--- BEGIN TEXT EXTRACT ---
Agent skill extraction can dead-letter when SkillClusterUpdated fires before agent_case is visible in LanceDB

## Summary

`extract_agent_skill` can enter `dead_letter` when `SkillClusterUpdated` is emitted before the newly written `agent_case` is visible through LanceDB.

In an isolated Linux/Docker run with a synthetic agent trajectory, EverOS successfully generated and indexed an `agent_case`, but the downstream `extract_agent_skill` strategy retried too early and exhausted its retries with `_CaseNotYetIndexedError`.

## Why this matters

Agent memory is one of EverOS's differentiating capabilities. In this case:

- `extract_agent_case` succeeded.
- `trigger_skill_clustering` succeeded.
- `agent_case` Markdown existed.
- `agent_case` was later visible in LanceDB.
- `/search` could retrieve the `agent_case`.
- But `extract_agent_skill` still ended in `dead_letter` because it checked LanceDB before the case was visible.
--- END TEXT EXTRACT ---
▶ [TASKS TO CARRY OUT]:
**1)** Reproduce word for word the part of the EverOS skill-extraction issue that begins at the words "In an isolated" and stops after "case was visible.".
**2)** Carry on the EverOS skill-extraction issue from the point where it stops.
--- BEGIN GIVEN MATERIAL ---
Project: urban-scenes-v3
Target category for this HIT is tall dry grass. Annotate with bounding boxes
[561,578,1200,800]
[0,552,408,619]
--- END GIVEN MATERIAL ---
▶ [RESULTS FOR EACH TASK]:
**1)**
In an isolated Linux/Docker run with a synthetic agent trajectory, EverOS successfully generated and indexed an `agent_case`, but the downstream `extract_agent_skill` strategy retried too early and exhausted its retries with `_CaseNotYetIndexedError`.

## Why this matters

Agent memory is one of EverOS's differentiating capabilities. In this case:

- `extract_agent_case` succeeded.
- `trigger_skill_clustering` succeeded.
- `agent_case` Markdown existed.
- `agent_case` was later visible in LanceDB.
- `/search` could retrieve the `agent_case`.
- But `extract_agent_skill` still ended in `dead_letter` because it checked LanceDB before the case was visible.

**2)**
That means the case-to-skill chain can fail even though the case itself is valid and eventually searchable.

## Reproduction shape

Synthetic agent trajectory:

1. User reports a focused test failure.
2. Assistant/agent runs a focused test.
3. Tool returns a trace.
4. Assistant identifies root cause.
5. Assistant patches the minimal code path.
6. Tool reports focused test pass.
7. Assistant runs the broader test module.
8. Assistant summarizes the reusable debugging lesson.

The sample was sufficient to generate an `agent_case` with quality score `0.98`.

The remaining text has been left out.